Passage provided:
★ ★ ★ ★ ★
About two years ago, our district approved two refs for two new high schools that rose our taxes to a near breaking level but not enough to cripple anyone. It took two or three tries just to approve it after some extreme comforts were removed from the budget (they wanted a giant swimming pool in the school, not gonna happen). It wasn't that anyone didn't WANT to give them the money, it was we couldn't come close to affording to give them the money they were asking. Well, this newest one they announced two weeks ago WILL do exactly what we all fought hard to avoid last time. They want a pay increase that'll cost us about .15 cents on every 100 dollars on the assessed value of your home. Needless to say, NO ONE in the county and barely anyone in the state can afford it except for the god damn teachers asking for the raise.

 

The max wage where we live is 14 dollars an hour, if you are one of the lucky few to nail down a job like that. Hell, I had one for about 11 dollars an hour and that's considered good money around here. Small state, most corporate jobs up state, tourist county blah blah. This is the third raise they have asked for, the residents agreed to the first one that simply put the teachers in a tax bracket way above everyone else in the county and was what nearly killed the district from getting the schools in the first place but that wasn't enough. Now they want to be the highest paid people in state to the point the district can't afford to pay them.
★ ★ ★ ★ ★
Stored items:

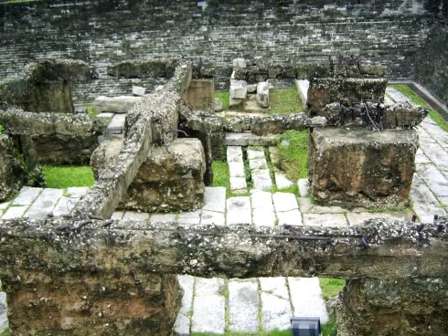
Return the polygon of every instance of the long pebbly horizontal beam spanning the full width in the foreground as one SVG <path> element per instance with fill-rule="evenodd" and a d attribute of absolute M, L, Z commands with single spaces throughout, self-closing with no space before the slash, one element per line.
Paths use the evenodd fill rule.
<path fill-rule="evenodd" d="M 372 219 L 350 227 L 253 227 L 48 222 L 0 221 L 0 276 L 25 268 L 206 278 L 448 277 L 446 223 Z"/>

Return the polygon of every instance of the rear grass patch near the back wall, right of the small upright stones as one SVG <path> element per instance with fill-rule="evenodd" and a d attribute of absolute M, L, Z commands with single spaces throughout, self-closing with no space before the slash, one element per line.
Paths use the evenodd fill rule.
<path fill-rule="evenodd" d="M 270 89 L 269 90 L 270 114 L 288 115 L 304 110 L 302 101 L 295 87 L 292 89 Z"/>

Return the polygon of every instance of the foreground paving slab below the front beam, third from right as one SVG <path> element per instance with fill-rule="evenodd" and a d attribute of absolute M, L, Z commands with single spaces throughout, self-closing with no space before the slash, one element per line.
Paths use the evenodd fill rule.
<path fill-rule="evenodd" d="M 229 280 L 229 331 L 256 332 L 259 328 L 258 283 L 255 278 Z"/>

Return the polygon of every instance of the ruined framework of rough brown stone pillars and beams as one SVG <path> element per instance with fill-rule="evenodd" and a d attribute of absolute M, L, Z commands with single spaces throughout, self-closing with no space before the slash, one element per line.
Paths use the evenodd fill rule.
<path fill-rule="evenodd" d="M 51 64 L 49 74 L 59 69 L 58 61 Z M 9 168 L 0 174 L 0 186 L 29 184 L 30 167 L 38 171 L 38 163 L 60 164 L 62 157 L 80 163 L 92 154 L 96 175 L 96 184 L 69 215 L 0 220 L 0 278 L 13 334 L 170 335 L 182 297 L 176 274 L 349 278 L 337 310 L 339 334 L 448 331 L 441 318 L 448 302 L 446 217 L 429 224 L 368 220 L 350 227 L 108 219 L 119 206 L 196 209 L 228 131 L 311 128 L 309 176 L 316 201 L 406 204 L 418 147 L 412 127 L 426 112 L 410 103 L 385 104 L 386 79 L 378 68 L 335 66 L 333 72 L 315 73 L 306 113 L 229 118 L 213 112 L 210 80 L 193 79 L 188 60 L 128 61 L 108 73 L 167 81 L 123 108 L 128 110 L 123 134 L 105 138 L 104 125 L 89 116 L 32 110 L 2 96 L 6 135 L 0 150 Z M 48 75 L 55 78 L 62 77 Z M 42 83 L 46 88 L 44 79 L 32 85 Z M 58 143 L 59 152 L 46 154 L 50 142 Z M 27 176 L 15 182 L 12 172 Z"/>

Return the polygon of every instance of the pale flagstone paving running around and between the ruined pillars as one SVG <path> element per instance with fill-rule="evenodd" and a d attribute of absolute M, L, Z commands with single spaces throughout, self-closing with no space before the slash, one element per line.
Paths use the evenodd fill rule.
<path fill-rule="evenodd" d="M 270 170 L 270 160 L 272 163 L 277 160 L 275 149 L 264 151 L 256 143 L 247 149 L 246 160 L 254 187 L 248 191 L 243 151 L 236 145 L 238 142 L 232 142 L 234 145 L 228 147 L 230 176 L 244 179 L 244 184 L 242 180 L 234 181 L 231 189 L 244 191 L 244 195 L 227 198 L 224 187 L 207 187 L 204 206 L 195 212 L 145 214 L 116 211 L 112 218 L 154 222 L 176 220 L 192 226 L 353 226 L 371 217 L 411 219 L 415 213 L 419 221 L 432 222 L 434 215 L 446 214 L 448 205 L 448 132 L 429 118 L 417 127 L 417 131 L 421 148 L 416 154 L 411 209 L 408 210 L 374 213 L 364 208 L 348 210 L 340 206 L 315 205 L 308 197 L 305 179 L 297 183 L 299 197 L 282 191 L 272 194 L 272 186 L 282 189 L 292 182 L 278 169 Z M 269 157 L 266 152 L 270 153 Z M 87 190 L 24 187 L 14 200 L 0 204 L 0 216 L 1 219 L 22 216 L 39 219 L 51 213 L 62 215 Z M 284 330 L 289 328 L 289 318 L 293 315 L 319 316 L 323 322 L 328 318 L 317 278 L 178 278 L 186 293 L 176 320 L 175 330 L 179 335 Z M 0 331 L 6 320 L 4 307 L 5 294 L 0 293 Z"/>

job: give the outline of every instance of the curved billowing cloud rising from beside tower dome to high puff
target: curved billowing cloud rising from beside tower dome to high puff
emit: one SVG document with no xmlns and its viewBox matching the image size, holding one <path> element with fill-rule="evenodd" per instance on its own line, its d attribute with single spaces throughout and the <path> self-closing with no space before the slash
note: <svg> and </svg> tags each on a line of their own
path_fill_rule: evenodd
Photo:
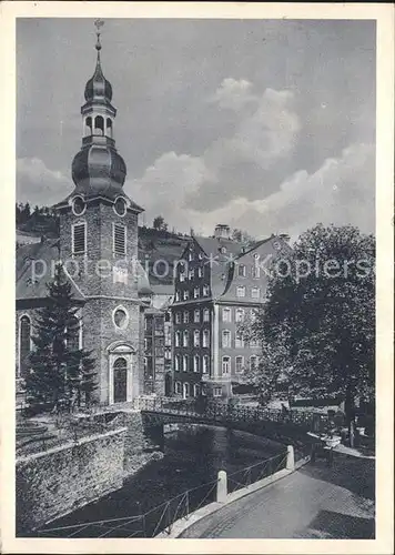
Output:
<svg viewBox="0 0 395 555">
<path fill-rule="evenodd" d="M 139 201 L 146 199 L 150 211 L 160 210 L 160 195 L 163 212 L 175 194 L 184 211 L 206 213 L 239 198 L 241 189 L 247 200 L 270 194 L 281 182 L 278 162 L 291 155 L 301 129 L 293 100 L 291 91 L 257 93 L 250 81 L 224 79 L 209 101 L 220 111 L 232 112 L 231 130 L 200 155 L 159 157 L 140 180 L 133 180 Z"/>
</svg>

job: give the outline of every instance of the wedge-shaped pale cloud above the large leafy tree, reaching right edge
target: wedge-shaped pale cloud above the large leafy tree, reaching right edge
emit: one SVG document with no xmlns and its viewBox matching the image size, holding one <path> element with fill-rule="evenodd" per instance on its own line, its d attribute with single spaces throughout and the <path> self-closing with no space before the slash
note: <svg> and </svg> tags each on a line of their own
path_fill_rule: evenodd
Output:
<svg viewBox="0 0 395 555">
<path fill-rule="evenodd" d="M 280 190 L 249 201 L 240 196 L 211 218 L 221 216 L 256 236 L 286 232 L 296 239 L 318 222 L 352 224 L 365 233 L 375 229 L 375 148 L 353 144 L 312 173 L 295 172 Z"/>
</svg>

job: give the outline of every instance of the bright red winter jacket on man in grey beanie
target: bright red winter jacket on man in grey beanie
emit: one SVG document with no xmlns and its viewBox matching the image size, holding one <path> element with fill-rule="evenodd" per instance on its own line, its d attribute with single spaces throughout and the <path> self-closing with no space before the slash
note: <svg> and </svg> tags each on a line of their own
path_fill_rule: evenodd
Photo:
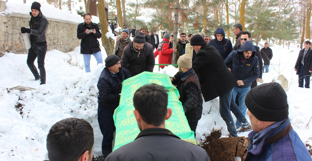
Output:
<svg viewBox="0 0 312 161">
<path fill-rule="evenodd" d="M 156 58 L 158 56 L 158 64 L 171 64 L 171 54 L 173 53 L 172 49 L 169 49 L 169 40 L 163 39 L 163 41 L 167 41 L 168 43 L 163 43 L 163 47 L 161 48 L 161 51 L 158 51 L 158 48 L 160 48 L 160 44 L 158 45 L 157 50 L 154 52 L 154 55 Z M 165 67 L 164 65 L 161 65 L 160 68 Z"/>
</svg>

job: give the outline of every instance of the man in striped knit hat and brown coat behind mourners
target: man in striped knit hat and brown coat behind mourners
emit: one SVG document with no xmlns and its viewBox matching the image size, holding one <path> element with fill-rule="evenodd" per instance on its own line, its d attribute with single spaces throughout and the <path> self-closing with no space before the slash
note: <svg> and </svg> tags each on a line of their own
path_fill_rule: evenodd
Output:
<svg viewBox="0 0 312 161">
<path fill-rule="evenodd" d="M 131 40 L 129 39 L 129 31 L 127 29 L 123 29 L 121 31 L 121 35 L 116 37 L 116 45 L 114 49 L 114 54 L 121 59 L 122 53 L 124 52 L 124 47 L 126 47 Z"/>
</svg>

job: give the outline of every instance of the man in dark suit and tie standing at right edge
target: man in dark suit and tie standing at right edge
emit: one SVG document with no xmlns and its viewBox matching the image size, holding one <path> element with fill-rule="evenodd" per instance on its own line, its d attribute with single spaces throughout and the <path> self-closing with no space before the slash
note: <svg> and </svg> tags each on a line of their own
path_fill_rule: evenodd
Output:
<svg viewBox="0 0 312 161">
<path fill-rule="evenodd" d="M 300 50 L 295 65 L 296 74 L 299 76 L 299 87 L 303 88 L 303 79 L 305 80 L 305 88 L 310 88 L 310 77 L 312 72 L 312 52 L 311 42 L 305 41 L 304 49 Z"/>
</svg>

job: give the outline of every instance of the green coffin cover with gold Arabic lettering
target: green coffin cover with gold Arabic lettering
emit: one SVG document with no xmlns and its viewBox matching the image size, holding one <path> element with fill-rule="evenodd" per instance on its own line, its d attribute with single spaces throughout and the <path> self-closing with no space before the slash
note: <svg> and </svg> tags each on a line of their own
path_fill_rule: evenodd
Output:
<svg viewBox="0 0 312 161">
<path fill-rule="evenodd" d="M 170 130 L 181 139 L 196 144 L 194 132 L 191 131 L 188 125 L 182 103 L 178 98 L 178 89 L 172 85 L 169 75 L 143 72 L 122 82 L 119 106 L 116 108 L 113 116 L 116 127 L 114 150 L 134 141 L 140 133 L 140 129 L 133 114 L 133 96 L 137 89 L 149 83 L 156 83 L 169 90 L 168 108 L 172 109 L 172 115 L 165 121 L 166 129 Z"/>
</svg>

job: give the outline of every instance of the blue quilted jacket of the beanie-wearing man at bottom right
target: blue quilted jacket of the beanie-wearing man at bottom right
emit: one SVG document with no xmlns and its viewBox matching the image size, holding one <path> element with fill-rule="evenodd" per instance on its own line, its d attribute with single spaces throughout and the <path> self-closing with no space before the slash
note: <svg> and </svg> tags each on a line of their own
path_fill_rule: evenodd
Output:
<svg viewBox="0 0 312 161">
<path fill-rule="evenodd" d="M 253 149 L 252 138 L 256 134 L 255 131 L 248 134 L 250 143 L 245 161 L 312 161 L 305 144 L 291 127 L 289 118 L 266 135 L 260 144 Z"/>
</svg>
★ ★ ★ ★ ★
Task details:
Translate this sentence from the post about school taxes into Spanish: "The max wage where we live is 14 dollars an hour, if you are one of the lucky few to nail down a job like that."

Result of the task:
El salario máximo donde vivimos es de 14 dólares la hora, si eres uno de los pocos afortunados que consiguen un trabajo así.